Aim: Echo each of the following rows line for line, leaving out the pictures.

[Data extracted from a collection]
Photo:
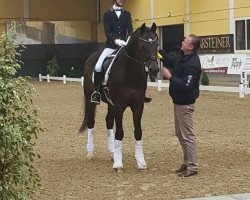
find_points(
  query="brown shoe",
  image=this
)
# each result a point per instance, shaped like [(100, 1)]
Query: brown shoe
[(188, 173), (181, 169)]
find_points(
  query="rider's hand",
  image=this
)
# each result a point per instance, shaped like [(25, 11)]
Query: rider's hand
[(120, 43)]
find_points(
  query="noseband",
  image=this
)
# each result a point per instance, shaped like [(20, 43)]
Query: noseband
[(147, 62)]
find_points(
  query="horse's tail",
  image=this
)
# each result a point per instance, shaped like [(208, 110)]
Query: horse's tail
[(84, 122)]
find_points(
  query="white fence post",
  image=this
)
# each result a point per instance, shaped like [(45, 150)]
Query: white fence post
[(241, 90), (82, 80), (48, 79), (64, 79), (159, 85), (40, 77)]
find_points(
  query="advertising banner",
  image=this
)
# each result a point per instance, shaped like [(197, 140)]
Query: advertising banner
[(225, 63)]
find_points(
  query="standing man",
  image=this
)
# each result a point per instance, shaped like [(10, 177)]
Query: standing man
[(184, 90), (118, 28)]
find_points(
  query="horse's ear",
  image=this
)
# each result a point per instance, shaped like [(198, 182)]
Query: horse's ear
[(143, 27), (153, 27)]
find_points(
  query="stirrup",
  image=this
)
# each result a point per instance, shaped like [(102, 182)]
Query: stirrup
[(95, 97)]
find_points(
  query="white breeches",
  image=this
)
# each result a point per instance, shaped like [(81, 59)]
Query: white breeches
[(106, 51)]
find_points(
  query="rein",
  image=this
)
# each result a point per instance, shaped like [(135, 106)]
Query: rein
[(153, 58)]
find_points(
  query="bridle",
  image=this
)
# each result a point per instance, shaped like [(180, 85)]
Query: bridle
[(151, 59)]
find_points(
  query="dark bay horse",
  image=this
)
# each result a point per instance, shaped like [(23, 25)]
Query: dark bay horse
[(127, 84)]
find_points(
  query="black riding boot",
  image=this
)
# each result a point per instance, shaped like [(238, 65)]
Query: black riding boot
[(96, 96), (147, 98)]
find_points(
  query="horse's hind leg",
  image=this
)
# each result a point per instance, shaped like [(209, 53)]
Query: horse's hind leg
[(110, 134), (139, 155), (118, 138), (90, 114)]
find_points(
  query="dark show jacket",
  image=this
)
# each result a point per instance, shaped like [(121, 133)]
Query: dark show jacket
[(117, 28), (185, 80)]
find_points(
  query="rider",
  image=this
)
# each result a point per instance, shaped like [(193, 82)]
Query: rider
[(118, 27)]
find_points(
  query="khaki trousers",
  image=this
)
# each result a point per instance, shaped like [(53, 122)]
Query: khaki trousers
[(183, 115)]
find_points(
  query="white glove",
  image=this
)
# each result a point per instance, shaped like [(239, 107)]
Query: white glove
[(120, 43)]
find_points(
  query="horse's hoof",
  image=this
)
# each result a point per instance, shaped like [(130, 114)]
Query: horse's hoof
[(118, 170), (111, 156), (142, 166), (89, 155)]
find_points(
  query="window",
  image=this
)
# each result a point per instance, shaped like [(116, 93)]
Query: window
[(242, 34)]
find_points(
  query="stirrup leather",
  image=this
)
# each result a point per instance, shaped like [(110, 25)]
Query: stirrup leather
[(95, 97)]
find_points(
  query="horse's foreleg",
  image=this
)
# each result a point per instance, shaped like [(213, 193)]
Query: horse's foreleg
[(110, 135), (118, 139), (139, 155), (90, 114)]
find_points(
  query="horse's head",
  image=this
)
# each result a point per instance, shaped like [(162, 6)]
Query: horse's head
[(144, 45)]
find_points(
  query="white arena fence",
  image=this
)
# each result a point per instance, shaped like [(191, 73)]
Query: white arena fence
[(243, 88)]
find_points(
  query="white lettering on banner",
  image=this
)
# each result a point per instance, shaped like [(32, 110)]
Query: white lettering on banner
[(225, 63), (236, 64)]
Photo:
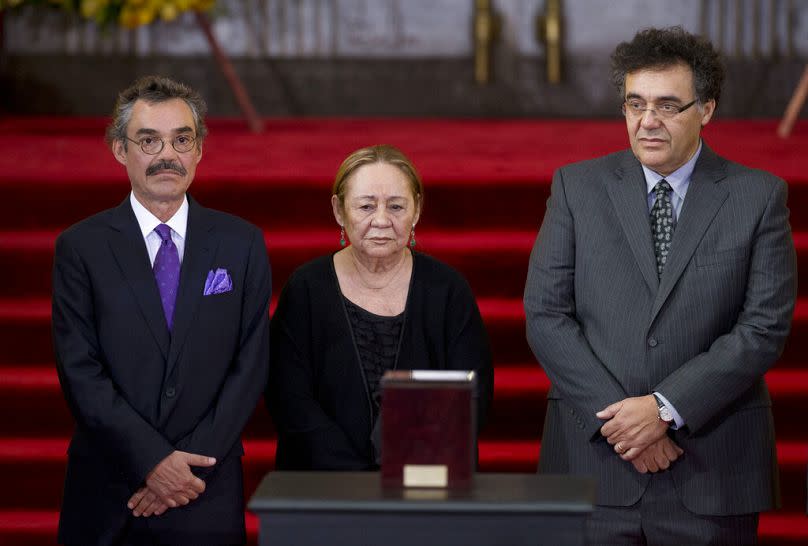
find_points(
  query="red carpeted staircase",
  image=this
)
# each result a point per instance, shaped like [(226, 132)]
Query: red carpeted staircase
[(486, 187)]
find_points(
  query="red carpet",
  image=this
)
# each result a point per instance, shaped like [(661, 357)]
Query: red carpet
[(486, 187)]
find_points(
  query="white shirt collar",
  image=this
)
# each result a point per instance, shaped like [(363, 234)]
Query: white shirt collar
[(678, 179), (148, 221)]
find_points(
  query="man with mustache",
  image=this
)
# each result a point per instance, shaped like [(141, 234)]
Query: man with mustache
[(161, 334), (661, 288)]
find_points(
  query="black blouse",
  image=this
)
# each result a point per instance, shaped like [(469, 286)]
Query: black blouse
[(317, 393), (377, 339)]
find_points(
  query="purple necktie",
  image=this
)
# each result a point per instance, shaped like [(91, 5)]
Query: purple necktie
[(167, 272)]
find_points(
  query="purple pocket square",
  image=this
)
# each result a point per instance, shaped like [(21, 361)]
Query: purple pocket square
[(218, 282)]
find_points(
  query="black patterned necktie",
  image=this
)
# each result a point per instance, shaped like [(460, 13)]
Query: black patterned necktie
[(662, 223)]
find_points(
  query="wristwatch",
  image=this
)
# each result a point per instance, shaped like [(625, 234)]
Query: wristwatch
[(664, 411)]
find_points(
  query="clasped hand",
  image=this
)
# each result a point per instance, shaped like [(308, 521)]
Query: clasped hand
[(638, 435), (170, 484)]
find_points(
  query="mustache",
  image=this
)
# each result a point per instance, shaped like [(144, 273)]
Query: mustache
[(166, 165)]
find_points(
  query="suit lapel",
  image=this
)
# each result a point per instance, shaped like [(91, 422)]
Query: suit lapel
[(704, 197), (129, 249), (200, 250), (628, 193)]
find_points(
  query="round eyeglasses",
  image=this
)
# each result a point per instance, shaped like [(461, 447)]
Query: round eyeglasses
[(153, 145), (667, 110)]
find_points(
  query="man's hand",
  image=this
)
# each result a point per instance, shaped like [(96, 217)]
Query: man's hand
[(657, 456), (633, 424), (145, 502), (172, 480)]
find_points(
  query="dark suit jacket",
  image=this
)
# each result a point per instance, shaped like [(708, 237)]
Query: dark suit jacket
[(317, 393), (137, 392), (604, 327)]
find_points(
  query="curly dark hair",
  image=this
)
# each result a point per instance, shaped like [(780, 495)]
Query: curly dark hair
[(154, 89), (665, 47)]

Complete response:
Photo:
find_points(
  query="brown shoe",
  image=this
)
# each result a point per instance, shaped like [(100, 1)]
Query: brown shoe
[(188, 173), (181, 169)]
find_points(
  query="rider's hand",
  image=this
)
# each result a point per instance, shaped like [(25, 11)]
Query: rider's hand
[(120, 43)]
find_points(
  query="noseband",
  image=this
)
# each result a point per instance, shaped like [(20, 43)]
Query: noseband
[(147, 62)]
find_points(
  query="horse's tail",
  image=this
)
# each result a point per instance, shaped like [(208, 110)]
Query: horse's tail
[(84, 122)]
find_points(
  query="white fence post",
  image=this
)
# each result a point per instance, shaped like [(45, 150)]
Query: white fence post
[(241, 90), (82, 80), (48, 79), (64, 79), (159, 85), (40, 77)]
find_points(
  query="advertising banner",
  image=this
)
# each result a point per instance, shaped like [(197, 140)]
Query: advertising banner
[(225, 63)]
find_points(
  query="standing man",
  image=this
)
# each result a point per instance, shaped like [(10, 177)]
Query: standing man
[(184, 90), (118, 28)]
find_points(
  query="horse's ear",
  image=this
)
# each result a point per instance, shaped like [(198, 182)]
Query: horse's ear
[(143, 27), (153, 27)]
find_points(
  query="stirrup",
  image=this
)
# each result a point per instance, shaped like [(102, 182)]
Query: stirrup
[(95, 97)]
find_points(
  query="white breeches",
  image=this
)
# each result a point per instance, shaped like [(81, 59)]
Query: white breeches
[(106, 51)]
find_points(
  query="rein",
  image=this
)
# each result a point per instance, shaped like [(135, 106)]
Query: rein
[(153, 58)]
find_points(
  query="bridle",
  image=this
)
# each result a point per instance, shaped like [(180, 85)]
Query: bridle
[(151, 59)]
find_points(
  query="dark bay horse",
  image=this
)
# each result a point per instance, shaped like [(23, 25)]
Query: dark bay horse
[(127, 84)]
find_points(
  query="black riding boot",
  image=this
)
# each result a point per instance, shaped like [(238, 65)]
Query: black riding boot
[(96, 96), (147, 98)]
find_points(
  query="horse's hind leg",
  image=this
)
# each result a point per instance, shaped like [(209, 53)]
Query: horse's hind leg
[(110, 134), (139, 155), (118, 138), (90, 114)]
find_points(
  query="dark show jacket",
  image=this
)
# each result a point per instance, shaped like [(121, 133)]
Query: dark show jacket
[(117, 28), (185, 80)]
find_points(
  query="rider",
  image=this
)
# each result a point per instance, shaped like [(193, 82)]
Query: rider
[(118, 27)]
find_points(
  query="khaki trousers",
  image=this
)
# each result a point per instance, shaped like [(53, 122)]
Query: khaki trousers
[(183, 115)]
find_points(
  query="white glove",
  image=this
)
# each result a point per instance, shaped like [(239, 107)]
Query: white glove
[(120, 43)]
find_points(
  query="horse's hoof",
  image=this
)
# each result a point per instance, shaped like [(130, 114)]
Query: horse's hoof
[(118, 170), (111, 156), (142, 166), (89, 155)]
find_points(
  query="window",
  image=this
)
# each result a point per instance, shaped like [(116, 93)]
Query: window
[(242, 34)]
find_points(
  query="stirrup leather",
  image=this
)
# each result a point per instance, shaped like [(110, 25)]
Query: stirrup leather
[(95, 97)]
find_points(
  query="horse's foreleg",
  image=this
)
# each result a point per instance, shaped like [(213, 193)]
Query: horse's foreleg
[(110, 135), (118, 139), (139, 155), (90, 114)]
find_points(
  query="horse's head",
  image=this
)
# each result a point per instance, shaped like [(162, 6)]
Query: horse's head
[(144, 45)]
find_points(
  query="white arena fence",
  image=this
)
# each result a point per instance, shaped like [(191, 73)]
Query: white arena fence
[(243, 88)]
find_points(
  query="white lettering on banner",
  image=this
)
# each result a point per instance, shaped like [(32, 110)]
Query: white lettering on banner
[(225, 63), (236, 64)]
Photo:
find_points(
  query="red carpeted staircase",
  image=this
)
# each result a point per instance, shaped like [(226, 132)]
Query: red carpeted staircase
[(486, 187)]
find_points(
  query="red carpet",
  image=this
)
# each result a point per instance, shaped like [(661, 357)]
Query: red carpet
[(486, 187)]
find_points(
  query="white shirt collar",
  image=this
)
# each result a point per instance, shaped like [(363, 234)]
Query: white shirt collar
[(678, 179), (148, 221)]
find_points(
  query="man with mustache",
  image=this
)
# each result a point per instance, shaped like [(141, 234)]
Query: man with mustache
[(161, 334), (661, 288)]
find_points(
  query="black blouse",
  image=this
)
# each result a point per instance, shaped like [(469, 286)]
Query: black blouse
[(317, 393), (377, 339)]
find_points(
  query="purple necktie",
  image=this
)
# each result a point per instance, shaped like [(91, 5)]
Query: purple necktie
[(167, 272)]
find_points(
  query="purple pocket square",
  image=this
)
# each result a point per instance, shaped like [(21, 361)]
Query: purple pocket square
[(218, 282)]
find_points(
  query="black patterned necktie",
  image=this
)
# each result a point per instance, shaped like [(460, 13)]
Query: black patterned necktie
[(662, 223)]
find_points(
  query="wristwatch",
  image=this
)
# each result a point per instance, shaped like [(625, 234)]
Query: wristwatch
[(664, 411)]
find_points(
  query="clasped hand",
  image=this
)
# each result a point per instance, shaped like [(308, 521)]
Query: clasped hand
[(638, 435), (170, 484)]
find_points(
  query="mustache",
  image=this
)
# each result a point per instance, shaped like [(144, 273)]
Query: mustache
[(166, 165)]
find_points(
  query="suit lapel",
  image=this
)
# each result a point per instance, shaped like [(91, 422)]
Query: suit lapel
[(704, 197), (129, 249), (200, 250), (628, 193)]
find_points(
  query="round eyeglasses",
  image=this
)
# each result a point per instance, shaped like [(461, 447)]
Query: round eyeglasses
[(153, 145), (667, 110)]
find_points(
  query="man's hand",
  image=this
)
# each result a point per instance, shaped like [(96, 217)]
Query: man's hand
[(657, 456), (633, 424), (145, 502), (172, 480)]
find_points(
  query="dark suit jacket",
  image=this
)
# each result a point per instance, shaped like [(708, 237)]
Query: dark suit jacket
[(317, 393), (137, 392), (604, 327)]
find_points(
  query="curly dark hair",
  image=this
)
# each result a point per instance, shaped like [(780, 495)]
Query: curly dark hair
[(154, 89), (665, 47)]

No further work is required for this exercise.